Blood, Phlegm & Bile:
Parenting with Humor

Married Community Gardener ISO Friends with Vegetables

This will come as a surprise to my friends and former teachers who are familiar with my general attitude toward hard work and delayed gratification, but I'm planting some apple trees in my yard this spring. This is a big step for me. I've never even planted perennials before. I just didn't feel ready for the kind of long-term commitment that asparagus and rhubarb demand, to say nothing of trees that probably won't make any apples until my kids are in high school. The thought of digging in and working hard now for a potential benefit that won't even start for 4 or 5 years -- I didn't think I had it in me. Sounds like college, and I remembered how that worked out.

But having recently moved to a place where I hope to put down some roots, I've decided to put down some roots. And to show you how much I've changed since college, I've been studying diligently about organic fruit growing. From all this reading I have retained one key tip: If you have only one variety of apple tree, it won't produce much fruit. You need cross-pollination among a diverse community of trees for maximum benefit in the orchard.

The same secret to success applies in a community garden. Not so much to the plants, although a wide variety of vegetables makes for a healthy garden ecosystem. But when the different kinds of squashes pollinate each other, a volunteer vine will sprout from your compost pile the next season and produce a zucchumpkin or some other splotchy, inedible hybrid that's as odd but not nearly as much fun as a labradoodle. So the concept applies more to the people. As we've all seen in countless ways, the greatest strength of a community garden is the diversity of the gardeners, each of whom brings a unique set of skills, experiences, backgrounds, personalities, recipes and jokes, producing a garden that is much more fruitful and fun than it would be if we all had more in common.

But digging holes for fruit trees gives you plenty of time and incentive to stop and think, and I've started to wonder how far the analogy goes. I'm playing matchmaker out there, after all, setting up trees I think are compatible with each other. Love is literally in the air in the orchard and the garden, in every grain of pollen floating on the breeze or catching a ride on a honeybee's leg in hopes of hooking up with just the right female flower. We always talk about the friendships that form in a community garden. But in such a sensual place, do more intimate bonds naturally form among the gardeners too?

» REQUIRED ACTIONS:
[A] Answer each question using the gardening essay above, one answer per line:
(i) How many years does the writer expect to wait before the apple trees might start producing?
(ii) According to the tip the writer retained from studying organic fruit growing, why won't a single variety of apple tree produce much fruit?
(iii) What name does the essay give to the hybrid that can sprout from a compost pile after different squashes pollinate each other?
[B] Write the next few paragraphs of the gardening essay, starting after its final question.

» DATA SHOWN:
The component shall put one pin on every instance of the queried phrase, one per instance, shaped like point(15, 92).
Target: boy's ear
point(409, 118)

» RESPONSES:
[A]
(i) 4 or 5 years.
(ii) Apple trees need cross-pollination among a diverse community of trees for maximum benefit.
(iii) A zucchumpkin.

[B]
I don't know the answer personally, because I'm lucky enough not to be on the dating scene anymore. But I wouldn't be surprised to learn that love connections are being made in the garden. To find out, I conducted some research on various online dating sites. (If my wife checks my Internet browsing history, I'm going to have some splainin to do.) As I suspected, community gardens are widely recommended as popular date destinations.

For example, a website that gives dating advice for divorced dads (which looks especially bad on my "Favorites" list) encourages older guys reentering the market to eschew the bar scene and head for the neighborhood community garden. And even a site with dating tips for teens lists community gardens as a fun place for young people to hang out, albeit well down the list below bowling, miniature golf, and factory tours.

Another website,, claims community gardening will make you more attractive to other singles (after a shower, presumably). Apparently your image as an environmentally conscious, community-minded altruist appeals to potential partners. "Plus," the site generalizes, "urban farmer dudes are super hot."

Present company excepted, of course. But just as some dimly lit bars are known as meat markets, sunny community gardens are total vegetable markets! What with all the pollen-drenched honeybees diving into flowers and the vines intertwining with each other and the glistening fruits, the charged atmosphere of a garden makes it the perfect place to put humans in the mood for love. You can't help thinking about the birds and the bees when they're flying all around your head.

By recommending it as a good place for a nervous couple to relax and overcome the stress of a first date, these websites recognize the amazing power of a community garden to break down the social and physical barriers that often prevent us from getting to know other people in our community. We each have our own space in the garden, but there are no fences between the plots, only pathways leading from one to another. This makes it easier to form relationships, and not just romantic ones. None of our superficial differences matter, because we immediately have important things to talk about, like why it's so hard to germinate carrot seeds, what to do with all the zucchini, and so on.

So even if you don't find romance in the community garden this season, you are sure to hang out with a group of really fun, interesting and diverse people, and you will improve each other and the garden through cross-pollination. The more experienced growers will happily impart their knowledge of gardening (and life), and the new crop of gardeners will enrich the soil with fresh energy and excitement. And when you leave for the day, they will all probably share some fresh, healthy food with you. Now that's what I call friends with benefits.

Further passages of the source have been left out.